(Photo-based point labeling data)
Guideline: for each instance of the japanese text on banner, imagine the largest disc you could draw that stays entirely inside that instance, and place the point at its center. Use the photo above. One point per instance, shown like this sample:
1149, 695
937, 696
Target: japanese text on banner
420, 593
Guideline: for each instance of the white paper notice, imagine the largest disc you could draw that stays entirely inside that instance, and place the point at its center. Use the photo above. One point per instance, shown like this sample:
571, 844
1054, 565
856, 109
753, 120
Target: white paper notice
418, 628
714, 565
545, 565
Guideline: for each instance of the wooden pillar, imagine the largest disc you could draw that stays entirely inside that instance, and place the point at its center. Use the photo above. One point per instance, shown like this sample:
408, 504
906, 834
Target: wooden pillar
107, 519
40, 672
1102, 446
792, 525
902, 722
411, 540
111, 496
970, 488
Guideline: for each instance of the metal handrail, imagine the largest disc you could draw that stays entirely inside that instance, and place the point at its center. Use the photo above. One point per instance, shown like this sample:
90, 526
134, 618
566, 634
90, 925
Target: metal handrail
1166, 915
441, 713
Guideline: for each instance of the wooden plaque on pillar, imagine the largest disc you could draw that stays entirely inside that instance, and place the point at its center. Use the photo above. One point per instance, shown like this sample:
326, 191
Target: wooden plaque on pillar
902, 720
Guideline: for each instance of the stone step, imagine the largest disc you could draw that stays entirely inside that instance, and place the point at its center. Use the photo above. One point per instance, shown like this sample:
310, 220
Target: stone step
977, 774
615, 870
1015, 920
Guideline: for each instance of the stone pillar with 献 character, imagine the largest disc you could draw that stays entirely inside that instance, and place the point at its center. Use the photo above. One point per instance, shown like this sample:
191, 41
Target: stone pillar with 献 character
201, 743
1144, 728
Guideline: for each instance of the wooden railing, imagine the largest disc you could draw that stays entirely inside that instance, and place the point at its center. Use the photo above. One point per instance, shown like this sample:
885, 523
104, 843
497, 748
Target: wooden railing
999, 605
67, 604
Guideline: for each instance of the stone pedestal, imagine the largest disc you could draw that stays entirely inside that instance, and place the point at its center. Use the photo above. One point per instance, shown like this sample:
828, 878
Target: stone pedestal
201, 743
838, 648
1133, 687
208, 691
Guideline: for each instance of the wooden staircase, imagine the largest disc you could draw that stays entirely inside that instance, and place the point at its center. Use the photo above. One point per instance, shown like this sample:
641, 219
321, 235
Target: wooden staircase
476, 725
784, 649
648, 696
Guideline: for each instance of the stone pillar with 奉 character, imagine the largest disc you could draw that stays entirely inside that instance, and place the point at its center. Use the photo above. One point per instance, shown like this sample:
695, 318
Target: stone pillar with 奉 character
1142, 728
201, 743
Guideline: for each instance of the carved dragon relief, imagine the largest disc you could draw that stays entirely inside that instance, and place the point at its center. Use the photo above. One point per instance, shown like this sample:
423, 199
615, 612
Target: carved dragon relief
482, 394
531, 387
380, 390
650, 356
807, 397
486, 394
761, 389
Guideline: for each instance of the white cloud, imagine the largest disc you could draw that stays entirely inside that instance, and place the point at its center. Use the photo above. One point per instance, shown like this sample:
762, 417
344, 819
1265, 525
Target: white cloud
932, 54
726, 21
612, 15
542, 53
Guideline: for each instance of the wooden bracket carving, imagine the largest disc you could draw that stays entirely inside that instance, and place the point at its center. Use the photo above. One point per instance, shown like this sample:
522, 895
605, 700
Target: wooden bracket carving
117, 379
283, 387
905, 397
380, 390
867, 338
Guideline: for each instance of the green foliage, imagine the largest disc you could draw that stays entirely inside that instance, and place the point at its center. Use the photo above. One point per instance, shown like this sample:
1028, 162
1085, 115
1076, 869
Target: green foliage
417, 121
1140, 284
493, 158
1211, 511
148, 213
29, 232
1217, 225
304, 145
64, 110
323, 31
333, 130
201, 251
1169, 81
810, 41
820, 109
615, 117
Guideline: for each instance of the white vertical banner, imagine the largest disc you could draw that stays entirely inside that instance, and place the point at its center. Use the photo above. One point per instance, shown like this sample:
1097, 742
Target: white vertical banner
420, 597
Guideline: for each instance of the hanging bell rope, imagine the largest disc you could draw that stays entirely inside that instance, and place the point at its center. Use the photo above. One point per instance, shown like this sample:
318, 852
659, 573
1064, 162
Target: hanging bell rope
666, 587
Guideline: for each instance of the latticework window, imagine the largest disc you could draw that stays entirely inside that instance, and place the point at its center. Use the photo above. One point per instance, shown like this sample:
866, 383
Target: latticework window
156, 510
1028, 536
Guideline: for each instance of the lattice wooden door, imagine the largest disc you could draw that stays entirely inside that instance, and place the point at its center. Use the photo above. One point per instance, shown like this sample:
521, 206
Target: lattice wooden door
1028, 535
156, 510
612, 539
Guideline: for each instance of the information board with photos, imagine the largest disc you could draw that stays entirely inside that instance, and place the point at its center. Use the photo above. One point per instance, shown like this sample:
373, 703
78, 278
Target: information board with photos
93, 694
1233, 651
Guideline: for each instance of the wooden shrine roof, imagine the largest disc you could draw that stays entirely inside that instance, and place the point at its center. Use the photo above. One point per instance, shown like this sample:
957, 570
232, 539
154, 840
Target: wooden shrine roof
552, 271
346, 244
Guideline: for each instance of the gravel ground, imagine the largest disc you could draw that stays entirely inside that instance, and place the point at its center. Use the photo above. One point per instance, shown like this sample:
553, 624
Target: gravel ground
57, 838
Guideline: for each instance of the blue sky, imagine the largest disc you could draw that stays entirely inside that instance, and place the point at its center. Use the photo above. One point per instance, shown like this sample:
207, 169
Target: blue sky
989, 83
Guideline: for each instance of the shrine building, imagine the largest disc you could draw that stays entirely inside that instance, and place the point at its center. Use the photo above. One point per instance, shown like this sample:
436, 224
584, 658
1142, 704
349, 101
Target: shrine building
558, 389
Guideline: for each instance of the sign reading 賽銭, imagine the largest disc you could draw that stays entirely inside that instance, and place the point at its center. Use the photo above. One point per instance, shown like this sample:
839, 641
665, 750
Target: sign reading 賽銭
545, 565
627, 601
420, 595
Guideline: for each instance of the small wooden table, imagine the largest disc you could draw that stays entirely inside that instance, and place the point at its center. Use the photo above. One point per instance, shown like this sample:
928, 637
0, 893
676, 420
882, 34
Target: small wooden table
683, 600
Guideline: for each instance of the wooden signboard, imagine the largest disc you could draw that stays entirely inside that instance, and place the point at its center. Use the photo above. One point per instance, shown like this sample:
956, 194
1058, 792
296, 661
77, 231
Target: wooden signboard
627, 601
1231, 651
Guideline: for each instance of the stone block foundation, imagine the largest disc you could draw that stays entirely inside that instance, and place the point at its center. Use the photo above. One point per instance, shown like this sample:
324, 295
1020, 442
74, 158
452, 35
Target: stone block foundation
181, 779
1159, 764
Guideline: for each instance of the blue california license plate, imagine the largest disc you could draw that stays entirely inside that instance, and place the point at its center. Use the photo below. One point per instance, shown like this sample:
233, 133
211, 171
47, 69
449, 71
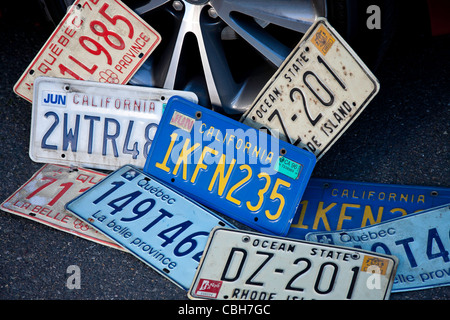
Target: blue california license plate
158, 225
421, 241
237, 170
329, 205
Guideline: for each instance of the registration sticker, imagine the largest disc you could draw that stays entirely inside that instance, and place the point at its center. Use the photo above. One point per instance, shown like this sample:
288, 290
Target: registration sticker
316, 94
421, 241
100, 40
240, 265
229, 167
43, 197
332, 205
288, 167
161, 227
93, 124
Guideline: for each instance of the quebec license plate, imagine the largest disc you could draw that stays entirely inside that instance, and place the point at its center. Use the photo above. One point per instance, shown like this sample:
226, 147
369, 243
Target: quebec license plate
331, 205
236, 170
43, 197
96, 125
251, 266
158, 225
97, 40
421, 241
317, 92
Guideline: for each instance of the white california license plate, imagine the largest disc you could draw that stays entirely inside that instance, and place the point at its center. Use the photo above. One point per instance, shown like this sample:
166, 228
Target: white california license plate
97, 40
96, 125
252, 266
317, 92
420, 240
43, 197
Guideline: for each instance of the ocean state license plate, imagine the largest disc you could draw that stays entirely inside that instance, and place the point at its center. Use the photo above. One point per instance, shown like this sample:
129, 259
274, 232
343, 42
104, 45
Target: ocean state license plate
96, 125
317, 92
96, 40
332, 205
421, 241
43, 197
251, 266
158, 225
236, 170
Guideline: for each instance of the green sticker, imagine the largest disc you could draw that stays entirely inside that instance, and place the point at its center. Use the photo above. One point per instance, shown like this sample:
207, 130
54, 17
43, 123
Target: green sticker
288, 167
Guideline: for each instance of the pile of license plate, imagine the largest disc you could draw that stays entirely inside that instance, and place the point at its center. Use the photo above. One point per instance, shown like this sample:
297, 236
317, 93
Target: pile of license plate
224, 209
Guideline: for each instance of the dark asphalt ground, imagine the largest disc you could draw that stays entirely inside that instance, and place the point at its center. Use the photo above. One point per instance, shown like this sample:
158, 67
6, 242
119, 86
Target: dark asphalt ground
401, 138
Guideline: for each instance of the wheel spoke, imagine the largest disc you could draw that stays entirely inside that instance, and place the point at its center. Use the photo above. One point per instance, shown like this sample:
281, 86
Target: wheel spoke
152, 4
240, 15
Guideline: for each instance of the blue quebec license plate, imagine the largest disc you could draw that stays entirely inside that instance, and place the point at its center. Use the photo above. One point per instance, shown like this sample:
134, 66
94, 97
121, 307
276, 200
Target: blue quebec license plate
158, 225
237, 170
332, 205
421, 241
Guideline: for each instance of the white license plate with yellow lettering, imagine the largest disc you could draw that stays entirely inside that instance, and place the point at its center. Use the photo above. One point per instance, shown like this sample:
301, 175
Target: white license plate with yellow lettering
251, 266
315, 95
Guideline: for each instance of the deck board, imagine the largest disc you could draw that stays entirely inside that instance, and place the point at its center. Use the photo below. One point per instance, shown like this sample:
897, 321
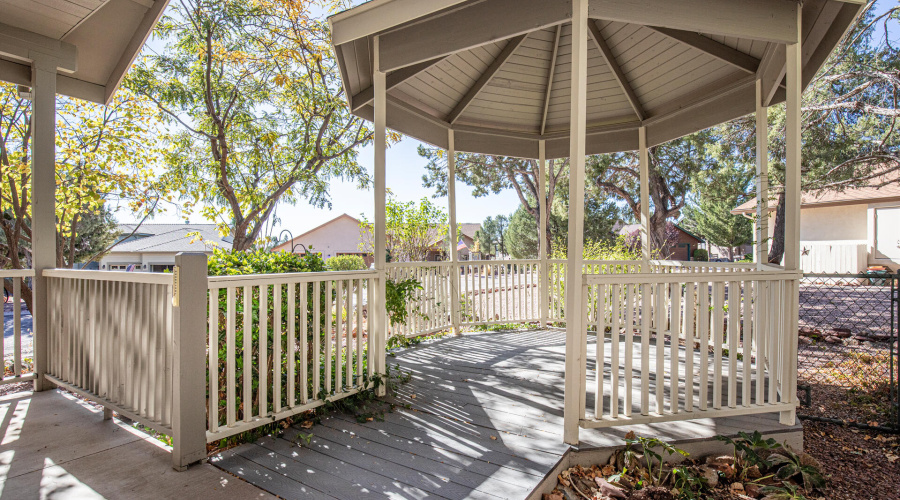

▶ [Required work]:
Transcribe the listing word for word, beginning at the line that contains "Guideline: for each instance of the deck" and stopping at the end of the listing. Omit the picture from your copy.

▶ [Task result]:
Guideline: for each instance of the deck board, imagine the largest disc you could draw that stays entirely inside that instance, and place the point at its center. Use the photo below. One point per instance, shown like this sample:
897, 321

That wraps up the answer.